• TASK OBJECTIVE
Your task is to return the span of lines beginning at the one with "Expected: for every instance of the stone wall" and ending at the last line of the data, exactly as it stands.

---- DATA LINES

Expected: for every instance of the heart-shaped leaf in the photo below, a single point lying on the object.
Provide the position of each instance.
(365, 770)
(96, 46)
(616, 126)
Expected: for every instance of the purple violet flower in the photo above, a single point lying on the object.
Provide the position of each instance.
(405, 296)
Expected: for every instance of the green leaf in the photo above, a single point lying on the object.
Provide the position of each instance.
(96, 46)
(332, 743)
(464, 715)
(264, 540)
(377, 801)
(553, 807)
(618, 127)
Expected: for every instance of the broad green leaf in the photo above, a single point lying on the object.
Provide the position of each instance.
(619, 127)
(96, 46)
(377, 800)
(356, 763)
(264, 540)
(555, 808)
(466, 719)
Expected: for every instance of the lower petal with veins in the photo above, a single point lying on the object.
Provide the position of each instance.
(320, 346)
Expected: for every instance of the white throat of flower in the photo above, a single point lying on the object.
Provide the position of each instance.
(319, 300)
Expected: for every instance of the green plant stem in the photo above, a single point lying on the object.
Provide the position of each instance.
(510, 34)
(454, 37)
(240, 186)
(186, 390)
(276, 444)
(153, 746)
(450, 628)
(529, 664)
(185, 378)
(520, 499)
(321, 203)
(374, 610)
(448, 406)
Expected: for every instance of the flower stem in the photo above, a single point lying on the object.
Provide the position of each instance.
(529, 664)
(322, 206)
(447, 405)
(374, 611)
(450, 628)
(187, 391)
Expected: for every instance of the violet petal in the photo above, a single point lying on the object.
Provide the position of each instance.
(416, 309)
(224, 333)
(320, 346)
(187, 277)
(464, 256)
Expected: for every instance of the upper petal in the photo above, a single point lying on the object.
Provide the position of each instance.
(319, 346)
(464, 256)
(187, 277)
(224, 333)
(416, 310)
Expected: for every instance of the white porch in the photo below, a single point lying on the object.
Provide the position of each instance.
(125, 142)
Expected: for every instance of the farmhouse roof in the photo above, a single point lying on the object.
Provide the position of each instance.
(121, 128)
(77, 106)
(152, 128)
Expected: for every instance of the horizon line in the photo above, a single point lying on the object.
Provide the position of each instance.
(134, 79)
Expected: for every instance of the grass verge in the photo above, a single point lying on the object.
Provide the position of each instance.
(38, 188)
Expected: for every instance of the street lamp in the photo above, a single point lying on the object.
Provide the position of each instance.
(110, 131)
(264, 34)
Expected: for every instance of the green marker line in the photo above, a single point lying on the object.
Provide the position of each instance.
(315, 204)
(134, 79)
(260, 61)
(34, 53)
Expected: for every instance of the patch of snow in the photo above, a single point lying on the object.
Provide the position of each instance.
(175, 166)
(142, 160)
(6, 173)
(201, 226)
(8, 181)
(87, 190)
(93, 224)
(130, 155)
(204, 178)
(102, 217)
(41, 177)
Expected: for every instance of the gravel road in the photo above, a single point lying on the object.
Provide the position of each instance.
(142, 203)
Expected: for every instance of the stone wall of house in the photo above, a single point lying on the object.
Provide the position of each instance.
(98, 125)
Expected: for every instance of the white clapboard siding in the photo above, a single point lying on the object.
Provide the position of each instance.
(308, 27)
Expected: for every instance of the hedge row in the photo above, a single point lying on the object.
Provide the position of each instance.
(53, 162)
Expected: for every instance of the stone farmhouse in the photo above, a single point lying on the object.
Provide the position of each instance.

--------

• ANSWER FOR THE TASK
Expected: for every instance of the stone wall of house in the photo above, a single point lying on the object.
Provide the position of each instance.
(98, 125)
Expected: for every instance of the white clapboard siding in the photo above, a single point lying on the object.
Provide the position of each instance.
(308, 27)
Expected: for every instance of the hedge row in the photo above, a single point lying on the object.
Provide the position of each instance.
(53, 162)
Expected: for every instance of the stone farmhouse in the photo above, a single point lying on the object.
Provide the position of each instance.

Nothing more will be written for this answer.